━━━ Material for this task

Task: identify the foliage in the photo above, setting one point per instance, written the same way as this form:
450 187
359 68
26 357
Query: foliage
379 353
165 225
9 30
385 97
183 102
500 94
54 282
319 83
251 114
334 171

━━━━━━

Work task → Your job here is to copy the entries above exactly.

The completed task →
Task: identify the foliage in the photo above, setting one point per instance, written the same way as this form:
450 187
359 68
26 357
Query: foliage
379 353
165 225
9 30
385 97
183 102
500 94
54 282
319 83
251 114
334 171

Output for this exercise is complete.